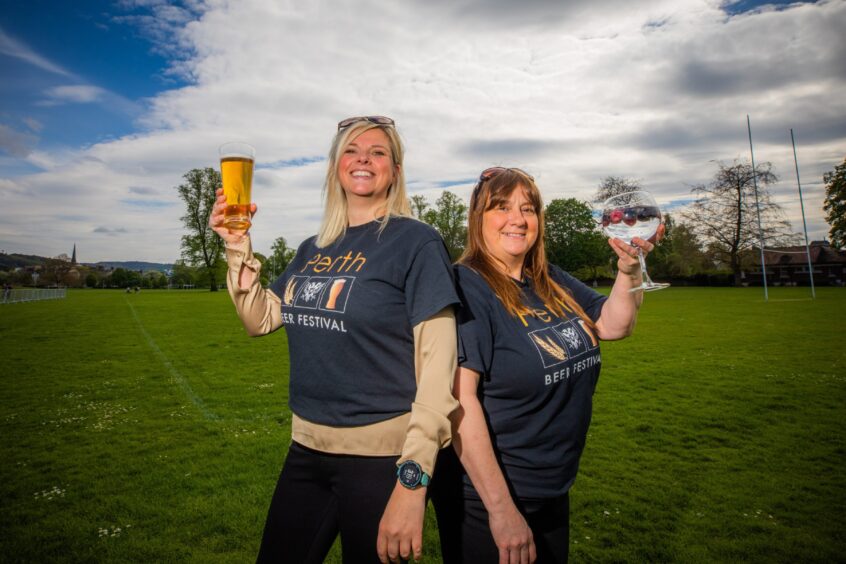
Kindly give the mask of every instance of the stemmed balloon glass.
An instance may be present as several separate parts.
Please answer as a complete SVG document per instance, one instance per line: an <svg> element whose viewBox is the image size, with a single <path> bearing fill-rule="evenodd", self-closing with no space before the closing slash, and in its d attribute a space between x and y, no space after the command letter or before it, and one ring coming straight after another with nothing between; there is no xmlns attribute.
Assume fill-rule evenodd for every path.
<svg viewBox="0 0 846 564"><path fill-rule="evenodd" d="M632 239L650 239L658 232L661 225L661 210L655 198L649 192L638 190L625 192L611 196L602 204L602 230L609 237L616 237L626 243L633 245ZM636 245L635 245L636 246ZM646 273L646 259L643 251L637 247L637 258L640 261L640 270L643 272L643 283L629 290L637 292L643 290L663 290L669 284L653 282Z"/></svg>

> [What you are asked to do]:
Give back every line of the listing above word for word, but leave out the pictures.

> [Exercise solution]:
Kindly give the mask of every instance of the stemmed balloon glass.
An instance may be present as several separate parts.
Please answer as a complete SVG document per instance, one instance per line: an <svg> element whose viewBox is the image size, with a single <path> bearing fill-rule="evenodd", self-closing with no space before the closing slash, and in its d attribute a space between x and y, no space after the command letter or before it, and one ring coming straight after another with nothing between; there is no xmlns attribute.
Assume fill-rule evenodd for every path.
<svg viewBox="0 0 846 564"><path fill-rule="evenodd" d="M632 239L650 239L658 232L661 225L661 210L655 198L649 192L638 190L625 192L611 196L602 204L602 230L609 237L616 237L626 243L633 245ZM636 245L635 245L636 246ZM646 273L646 259L643 251L637 247L637 258L640 261L640 270L643 272L643 283L629 290L637 292L643 290L663 290L669 284L653 282Z"/></svg>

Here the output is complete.